**Trecho do documento**
Por que os cervos agem de forma estranha?
Muitas pessoas não entenderam o por quê dos cervos estarem se reunindo em grupos, ou o motivo pelo qual os flamingos invadiram a piscina, e até mesmo por qual razão os pássaros estavam fugindo. A ideia sobre esse detalhe é fazer uma alusão à destruição do meio ambiente. Uma das razões do apocalipse pode ter sido essa, mostrando que a natureza estava dando seu recado. Outro ponto que chama a atenção para essa questão é o navio petroleiro – combustível fóssil que degrada o ecossistema – se chamar White Lion.
De acordo com o próprio diretor do filme, em entrevista ao Tudum, “os cervos são criaturas pacíficas. Transformar essa imagem doce em agora esse tipo de sinistro, ameaçador, quase aviso – eu achei muito interessante. Esse é o truque deste filme. Sempre tentamos pegar as coisas que nunca consideramos uma ameaça e depois dar a volta por cima”.
O que é ‘o barulho’?
Na segunda metade do filme, o caos aumenta, incluindo um barulho estridente que ecoa por Long Island. Sam Esmail afirmou que a equipe pegou “elementos da Síndrome de Havana, que é um som misterioso que ainda não chegou ao fundo do poço que vem causando doenças”.
A doença apareceu pela primeira vez em 2016, após dezenas de diplomatas norte-americanos em Havana terem apresentado sintomas como enxaqueca, náusea, lapsos de memória, fadiga e vertigem, com alguns, inclusive, perdendo a audição. O então presidente Donald Trump acusou o governo de Cuba de estar por trás dos supostos ataques e retirou os funcionários dos EUA do local. Entretanto, nos anos seguintes, diplomatas e funcionários do governo americano e familiares que moram em outros países também enfrentaram os sintomas. Em março de 2023, o Conselho Nacional de Inteligência do país divulgou um relatório afirmando que é “altamente improvável que um adversário estrangeiro tenha sido responsável pelas anomalias de saúde”.

**Dados fornecidos**
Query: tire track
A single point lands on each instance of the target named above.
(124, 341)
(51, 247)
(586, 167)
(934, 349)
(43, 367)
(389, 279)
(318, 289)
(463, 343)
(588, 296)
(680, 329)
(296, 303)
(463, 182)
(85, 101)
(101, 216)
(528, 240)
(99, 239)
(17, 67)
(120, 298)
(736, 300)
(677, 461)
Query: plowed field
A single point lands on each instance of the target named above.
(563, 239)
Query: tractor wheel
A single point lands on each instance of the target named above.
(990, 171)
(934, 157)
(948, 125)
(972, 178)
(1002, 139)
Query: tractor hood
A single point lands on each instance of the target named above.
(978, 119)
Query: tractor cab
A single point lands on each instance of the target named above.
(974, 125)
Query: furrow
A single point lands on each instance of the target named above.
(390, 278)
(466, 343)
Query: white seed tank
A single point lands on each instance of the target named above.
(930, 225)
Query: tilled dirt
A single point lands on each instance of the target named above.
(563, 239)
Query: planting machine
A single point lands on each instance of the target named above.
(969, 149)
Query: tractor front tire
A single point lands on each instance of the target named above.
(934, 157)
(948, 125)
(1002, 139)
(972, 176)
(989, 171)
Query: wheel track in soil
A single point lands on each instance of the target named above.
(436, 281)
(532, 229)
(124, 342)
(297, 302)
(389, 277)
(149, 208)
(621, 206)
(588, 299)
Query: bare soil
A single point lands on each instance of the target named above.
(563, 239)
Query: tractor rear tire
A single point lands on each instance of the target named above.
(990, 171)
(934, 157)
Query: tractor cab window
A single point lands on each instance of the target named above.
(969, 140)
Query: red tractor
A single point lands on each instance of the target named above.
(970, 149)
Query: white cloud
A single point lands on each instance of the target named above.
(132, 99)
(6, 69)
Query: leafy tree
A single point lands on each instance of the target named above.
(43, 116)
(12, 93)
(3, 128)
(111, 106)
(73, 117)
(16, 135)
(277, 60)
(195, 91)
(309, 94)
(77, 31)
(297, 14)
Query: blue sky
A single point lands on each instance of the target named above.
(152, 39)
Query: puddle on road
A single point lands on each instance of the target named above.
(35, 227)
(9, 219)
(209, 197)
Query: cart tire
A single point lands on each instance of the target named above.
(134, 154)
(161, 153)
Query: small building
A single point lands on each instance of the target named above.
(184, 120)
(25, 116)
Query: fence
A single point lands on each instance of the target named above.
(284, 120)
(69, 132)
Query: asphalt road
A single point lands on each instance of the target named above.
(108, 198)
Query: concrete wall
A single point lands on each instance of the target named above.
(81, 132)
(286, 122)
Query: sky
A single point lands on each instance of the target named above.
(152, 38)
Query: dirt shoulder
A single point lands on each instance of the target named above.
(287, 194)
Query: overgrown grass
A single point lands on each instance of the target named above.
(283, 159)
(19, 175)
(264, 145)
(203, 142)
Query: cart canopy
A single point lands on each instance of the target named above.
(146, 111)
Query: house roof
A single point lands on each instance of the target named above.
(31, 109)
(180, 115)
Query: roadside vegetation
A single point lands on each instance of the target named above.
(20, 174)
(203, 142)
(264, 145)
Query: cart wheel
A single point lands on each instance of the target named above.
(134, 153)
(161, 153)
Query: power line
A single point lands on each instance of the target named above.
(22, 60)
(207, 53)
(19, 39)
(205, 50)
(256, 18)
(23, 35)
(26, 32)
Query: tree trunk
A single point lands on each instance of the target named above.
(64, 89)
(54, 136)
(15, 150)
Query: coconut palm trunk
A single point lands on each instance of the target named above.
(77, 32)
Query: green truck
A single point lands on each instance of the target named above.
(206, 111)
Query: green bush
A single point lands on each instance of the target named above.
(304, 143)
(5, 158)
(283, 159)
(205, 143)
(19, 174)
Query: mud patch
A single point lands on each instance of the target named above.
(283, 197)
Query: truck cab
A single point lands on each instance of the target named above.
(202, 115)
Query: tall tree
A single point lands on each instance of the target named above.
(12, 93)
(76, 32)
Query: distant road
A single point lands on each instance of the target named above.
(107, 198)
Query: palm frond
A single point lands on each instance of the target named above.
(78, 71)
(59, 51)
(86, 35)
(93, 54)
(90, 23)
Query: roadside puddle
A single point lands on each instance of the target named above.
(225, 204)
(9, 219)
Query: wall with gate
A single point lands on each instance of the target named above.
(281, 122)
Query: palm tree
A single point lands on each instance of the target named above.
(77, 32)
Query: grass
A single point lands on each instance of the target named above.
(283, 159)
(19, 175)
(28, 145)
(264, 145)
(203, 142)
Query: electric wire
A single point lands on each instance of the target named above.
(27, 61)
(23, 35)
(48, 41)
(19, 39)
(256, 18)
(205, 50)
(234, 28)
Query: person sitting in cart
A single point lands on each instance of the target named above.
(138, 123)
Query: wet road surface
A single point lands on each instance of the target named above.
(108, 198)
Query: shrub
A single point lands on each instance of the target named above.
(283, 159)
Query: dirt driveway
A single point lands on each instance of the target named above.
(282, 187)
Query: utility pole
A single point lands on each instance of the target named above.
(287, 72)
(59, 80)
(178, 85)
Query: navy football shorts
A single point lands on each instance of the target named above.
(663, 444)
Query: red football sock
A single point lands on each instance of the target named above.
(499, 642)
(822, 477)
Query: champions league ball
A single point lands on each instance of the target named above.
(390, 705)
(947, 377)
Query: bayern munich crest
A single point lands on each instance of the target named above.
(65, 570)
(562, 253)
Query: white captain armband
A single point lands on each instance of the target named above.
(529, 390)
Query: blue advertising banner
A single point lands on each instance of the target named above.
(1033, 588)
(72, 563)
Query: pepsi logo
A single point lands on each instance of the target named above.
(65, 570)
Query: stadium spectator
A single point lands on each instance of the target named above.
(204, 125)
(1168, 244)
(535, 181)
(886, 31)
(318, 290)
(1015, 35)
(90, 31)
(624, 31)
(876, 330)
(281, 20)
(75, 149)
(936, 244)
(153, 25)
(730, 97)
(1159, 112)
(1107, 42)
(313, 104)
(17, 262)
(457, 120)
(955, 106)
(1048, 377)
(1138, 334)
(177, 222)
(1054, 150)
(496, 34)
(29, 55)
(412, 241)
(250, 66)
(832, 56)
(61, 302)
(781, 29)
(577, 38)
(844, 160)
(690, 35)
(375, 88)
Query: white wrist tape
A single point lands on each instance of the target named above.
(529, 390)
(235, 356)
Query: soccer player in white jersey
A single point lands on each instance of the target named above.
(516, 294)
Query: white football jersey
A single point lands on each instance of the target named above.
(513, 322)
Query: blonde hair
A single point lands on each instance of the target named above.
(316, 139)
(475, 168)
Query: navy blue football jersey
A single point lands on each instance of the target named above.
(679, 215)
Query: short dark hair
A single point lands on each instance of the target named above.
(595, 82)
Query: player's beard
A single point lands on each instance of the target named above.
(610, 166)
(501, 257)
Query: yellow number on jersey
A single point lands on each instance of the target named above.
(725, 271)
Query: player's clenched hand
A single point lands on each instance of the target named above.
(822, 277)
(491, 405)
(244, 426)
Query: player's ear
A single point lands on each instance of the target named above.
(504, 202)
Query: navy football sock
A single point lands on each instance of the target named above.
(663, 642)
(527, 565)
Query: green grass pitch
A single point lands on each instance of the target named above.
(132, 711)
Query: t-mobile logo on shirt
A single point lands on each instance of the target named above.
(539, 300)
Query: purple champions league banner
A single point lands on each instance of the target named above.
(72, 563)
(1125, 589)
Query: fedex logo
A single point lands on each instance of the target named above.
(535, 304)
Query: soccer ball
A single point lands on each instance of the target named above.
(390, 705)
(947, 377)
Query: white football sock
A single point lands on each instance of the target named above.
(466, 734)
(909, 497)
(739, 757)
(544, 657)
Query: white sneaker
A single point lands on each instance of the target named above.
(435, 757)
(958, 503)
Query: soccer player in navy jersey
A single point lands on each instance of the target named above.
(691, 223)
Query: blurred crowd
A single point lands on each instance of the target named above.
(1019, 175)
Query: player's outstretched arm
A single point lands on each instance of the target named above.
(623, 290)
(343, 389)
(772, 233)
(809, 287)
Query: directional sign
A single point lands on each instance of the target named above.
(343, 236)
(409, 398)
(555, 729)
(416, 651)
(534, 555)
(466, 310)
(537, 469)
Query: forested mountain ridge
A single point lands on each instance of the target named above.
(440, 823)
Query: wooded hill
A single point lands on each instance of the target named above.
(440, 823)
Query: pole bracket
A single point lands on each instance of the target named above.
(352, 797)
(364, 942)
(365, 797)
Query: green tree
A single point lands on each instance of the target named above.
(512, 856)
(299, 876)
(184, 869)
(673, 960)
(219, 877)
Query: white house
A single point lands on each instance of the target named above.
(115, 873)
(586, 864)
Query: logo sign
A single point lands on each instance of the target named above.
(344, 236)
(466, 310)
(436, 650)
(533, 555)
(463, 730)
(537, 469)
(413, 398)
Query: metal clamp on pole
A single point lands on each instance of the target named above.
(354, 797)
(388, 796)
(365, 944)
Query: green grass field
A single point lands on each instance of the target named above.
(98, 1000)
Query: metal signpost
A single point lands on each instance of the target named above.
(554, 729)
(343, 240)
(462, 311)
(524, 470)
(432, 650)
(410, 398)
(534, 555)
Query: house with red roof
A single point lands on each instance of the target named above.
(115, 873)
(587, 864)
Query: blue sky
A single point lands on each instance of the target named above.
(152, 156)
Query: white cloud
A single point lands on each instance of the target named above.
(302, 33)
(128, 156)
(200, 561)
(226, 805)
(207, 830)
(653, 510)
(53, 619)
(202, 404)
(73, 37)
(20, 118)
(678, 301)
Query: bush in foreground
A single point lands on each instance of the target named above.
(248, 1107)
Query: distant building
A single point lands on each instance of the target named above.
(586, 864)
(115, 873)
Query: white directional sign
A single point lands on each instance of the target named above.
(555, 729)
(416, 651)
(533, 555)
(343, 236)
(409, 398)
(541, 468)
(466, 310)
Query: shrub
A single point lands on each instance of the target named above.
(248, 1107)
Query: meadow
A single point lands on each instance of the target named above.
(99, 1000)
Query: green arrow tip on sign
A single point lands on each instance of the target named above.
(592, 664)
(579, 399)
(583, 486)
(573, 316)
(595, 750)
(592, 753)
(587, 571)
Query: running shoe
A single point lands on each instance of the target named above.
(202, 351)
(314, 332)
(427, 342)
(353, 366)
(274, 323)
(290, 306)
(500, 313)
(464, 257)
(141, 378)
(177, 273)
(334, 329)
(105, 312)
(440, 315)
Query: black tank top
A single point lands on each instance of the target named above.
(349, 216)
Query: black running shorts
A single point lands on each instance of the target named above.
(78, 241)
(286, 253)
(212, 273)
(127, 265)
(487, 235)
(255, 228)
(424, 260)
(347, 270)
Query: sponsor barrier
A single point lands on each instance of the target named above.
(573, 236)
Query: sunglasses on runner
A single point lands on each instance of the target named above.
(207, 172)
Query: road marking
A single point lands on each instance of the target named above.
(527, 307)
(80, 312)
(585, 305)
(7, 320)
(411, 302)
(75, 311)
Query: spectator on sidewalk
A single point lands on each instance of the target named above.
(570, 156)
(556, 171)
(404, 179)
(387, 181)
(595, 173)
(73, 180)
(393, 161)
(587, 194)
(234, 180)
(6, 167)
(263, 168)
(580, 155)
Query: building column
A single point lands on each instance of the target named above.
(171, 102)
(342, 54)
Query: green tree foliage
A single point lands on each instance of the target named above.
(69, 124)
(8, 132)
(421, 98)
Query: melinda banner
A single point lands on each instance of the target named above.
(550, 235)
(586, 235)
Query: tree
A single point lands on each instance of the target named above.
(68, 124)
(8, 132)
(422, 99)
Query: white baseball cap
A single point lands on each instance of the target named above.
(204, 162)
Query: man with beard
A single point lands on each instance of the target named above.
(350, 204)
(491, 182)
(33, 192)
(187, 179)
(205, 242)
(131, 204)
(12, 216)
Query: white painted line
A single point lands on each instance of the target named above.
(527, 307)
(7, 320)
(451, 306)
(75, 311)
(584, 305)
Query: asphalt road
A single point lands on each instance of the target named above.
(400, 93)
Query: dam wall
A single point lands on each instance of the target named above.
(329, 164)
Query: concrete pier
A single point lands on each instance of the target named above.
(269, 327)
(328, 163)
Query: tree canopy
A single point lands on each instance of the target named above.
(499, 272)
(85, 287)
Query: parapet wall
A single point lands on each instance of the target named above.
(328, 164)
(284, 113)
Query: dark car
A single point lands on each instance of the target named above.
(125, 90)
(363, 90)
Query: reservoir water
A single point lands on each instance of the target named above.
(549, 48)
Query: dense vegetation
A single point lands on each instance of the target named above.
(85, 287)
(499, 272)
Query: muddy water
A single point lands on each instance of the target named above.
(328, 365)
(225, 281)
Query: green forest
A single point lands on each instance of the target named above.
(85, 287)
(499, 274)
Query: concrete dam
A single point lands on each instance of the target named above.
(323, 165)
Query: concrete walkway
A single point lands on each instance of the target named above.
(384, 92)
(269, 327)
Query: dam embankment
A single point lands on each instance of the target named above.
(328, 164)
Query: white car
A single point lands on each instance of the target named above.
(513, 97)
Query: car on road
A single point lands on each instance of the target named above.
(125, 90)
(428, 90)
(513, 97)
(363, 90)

**Trabalho solicitado**
De acordo com o trecho do documento, qual é o nome do navio petroleiro?

**Resposta**
White Lion.